-- EXERCISE --
For each record that follows, write out an identical copy.

Records excerpted from a collection
-=-=-
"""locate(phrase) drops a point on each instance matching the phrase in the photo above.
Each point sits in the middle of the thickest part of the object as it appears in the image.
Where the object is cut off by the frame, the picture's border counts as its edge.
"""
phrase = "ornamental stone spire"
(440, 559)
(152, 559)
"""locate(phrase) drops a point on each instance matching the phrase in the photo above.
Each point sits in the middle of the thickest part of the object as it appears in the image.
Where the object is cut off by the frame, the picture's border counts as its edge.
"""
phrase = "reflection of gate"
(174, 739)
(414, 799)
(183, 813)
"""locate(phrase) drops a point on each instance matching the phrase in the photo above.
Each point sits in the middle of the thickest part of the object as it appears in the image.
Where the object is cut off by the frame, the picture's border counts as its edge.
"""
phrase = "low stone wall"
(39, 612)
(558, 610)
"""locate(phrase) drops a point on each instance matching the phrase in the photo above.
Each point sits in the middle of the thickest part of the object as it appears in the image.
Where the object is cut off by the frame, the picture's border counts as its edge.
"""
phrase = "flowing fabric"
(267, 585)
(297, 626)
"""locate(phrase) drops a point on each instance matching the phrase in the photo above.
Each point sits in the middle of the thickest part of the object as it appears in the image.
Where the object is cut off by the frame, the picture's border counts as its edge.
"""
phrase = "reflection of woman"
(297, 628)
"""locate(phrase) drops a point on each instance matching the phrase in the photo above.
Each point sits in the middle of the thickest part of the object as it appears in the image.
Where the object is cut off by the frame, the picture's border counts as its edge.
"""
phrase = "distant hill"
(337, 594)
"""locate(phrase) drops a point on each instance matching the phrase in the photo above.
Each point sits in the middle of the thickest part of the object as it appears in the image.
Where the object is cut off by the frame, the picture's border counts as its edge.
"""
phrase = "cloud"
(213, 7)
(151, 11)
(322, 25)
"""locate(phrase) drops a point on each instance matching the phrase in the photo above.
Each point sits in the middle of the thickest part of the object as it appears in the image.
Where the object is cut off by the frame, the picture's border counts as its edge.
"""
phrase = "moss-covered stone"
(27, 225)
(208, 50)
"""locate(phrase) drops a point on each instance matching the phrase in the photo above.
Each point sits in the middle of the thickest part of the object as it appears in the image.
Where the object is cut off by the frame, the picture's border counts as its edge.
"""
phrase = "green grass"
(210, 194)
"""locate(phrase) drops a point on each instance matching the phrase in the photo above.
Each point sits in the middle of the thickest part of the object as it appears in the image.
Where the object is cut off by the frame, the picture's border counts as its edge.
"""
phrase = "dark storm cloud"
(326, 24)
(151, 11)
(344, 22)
-=-=-
-- EXERCISE SOLUTION --
"""locate(phrase) drops a point on each instance matching the phrase in the photo above.
Each point sits in the middle of the thickest part of the object as it appears in the image.
Where the object is cut off by the frame, the picture's border counts as its edge.
"""
phrase = "ornamental stone spire"
(440, 559)
(152, 559)
"""locate(phrase) drops a point on each instance matching the phrase in the photo above.
Each point sits in the middle of the thickest part of the object as it appears in the image.
Where the object is cut off by the frame, the picture's border counts as its edge.
"""
phrase = "reflection of gate"
(174, 739)
(414, 799)
(183, 813)
"""locate(phrase) drops a point on each instance matching the phrase in the photo above.
Each point sits in the middle of the thickest part of the object as it appears in the image.
Where the object is cut off by the frame, the picture's border counts as its edge.
"""
phrase = "low stone wall"
(39, 612)
(558, 610)
"""locate(phrase) drops a point on each instance matching the phrase in the photo above.
Each point sits in the middle of the thickest part of the object as it appears in the image.
Where the object is cut off by the frame, the picture's border counts as its edge.
"""
phrase = "flowing fabric"
(267, 585)
(297, 626)
"""locate(phrase) drops a point on each instance matching the phrase in the photo above.
Each point sits in the middle of the thickest part of the object as it appears in the image.
Where the object is cut off by the frame, the picture's border counts as its edge.
"""
phrase = "reflection of woman"
(297, 628)
"""locate(phrase) drops a point on each instance matching the phrase in the photo above.
Each point sits in the middle of the thickest part of the object as it appears in the image.
Where the object is cut off by the frame, the picture's border counts as its edge.
"""
phrase = "distant hill"
(337, 594)
"""locate(phrase) drops a point on each instance matching the phrase in the photo above.
Each point sits in the middle of the thickest part of the object as it appears in the image.
Where the object is cut off by the frame, the picture's border counts as its edge.
"""
phrase = "cloud"
(213, 7)
(151, 11)
(322, 25)
"""locate(phrase) drops a point on each instance matching the phrase in the photo above.
Each point sits in the middle of the thickest part of the object as it appears in the image.
Where the object is cut off by the frame, the picture's border counts as its edge.
"""
phrase = "moss-covered stone"
(27, 225)
(208, 50)
"""locate(phrase) drops a point on each instance matching the phrase in the photo above.
Each point sits in the middle of the thickest part of the object as it appears in the image.
Where the object is cut off by the frame, the picture's border counts as its edge.
"""
phrase = "green grass"
(210, 194)
"""locate(phrase) drops a point on each instance matching the phrase in the photo above.
Each point sits in the middle of the thickest part of the object as it appears in the image.
Where the object is cut off by the frame, the picture's border counts as its edge.
"""
phrase = "dark storm cloud"
(326, 24)
(151, 11)
(344, 22)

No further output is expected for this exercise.